--- Dataset records ---
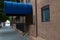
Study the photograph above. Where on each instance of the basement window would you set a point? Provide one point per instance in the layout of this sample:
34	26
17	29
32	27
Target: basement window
45	11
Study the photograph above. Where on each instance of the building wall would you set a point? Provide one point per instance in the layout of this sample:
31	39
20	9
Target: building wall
47	30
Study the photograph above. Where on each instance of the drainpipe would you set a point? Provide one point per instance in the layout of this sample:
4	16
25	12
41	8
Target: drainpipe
36	17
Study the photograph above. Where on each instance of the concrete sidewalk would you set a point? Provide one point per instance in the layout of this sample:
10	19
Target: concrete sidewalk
11	34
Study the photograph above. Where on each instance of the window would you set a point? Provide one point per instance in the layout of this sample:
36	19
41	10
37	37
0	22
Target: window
45	14
27	1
---
## Your task
Which lines of the data include "point"? Copy each of them.

## Task result
Study the photograph above. Where on each instance of the basement window would you set a point? Provide one point per instance in the layout of this sample:
Study the photograph above. Where on each instance of the building wall would you set a point? Provide one point per instance in the layout of this sample:
Study the photograph above. Where on each instance of the drainpipe would you set a point? Provide one point per instance in the layout of this sample:
Study the photograph above. Where on each instance of the concrete sidewalk would you set a point? Provide one point per instance in the layout of this sample:
Study the photograph above. Where on each instance of the window would you set a point? Provide one point per instance in the layout of this sample:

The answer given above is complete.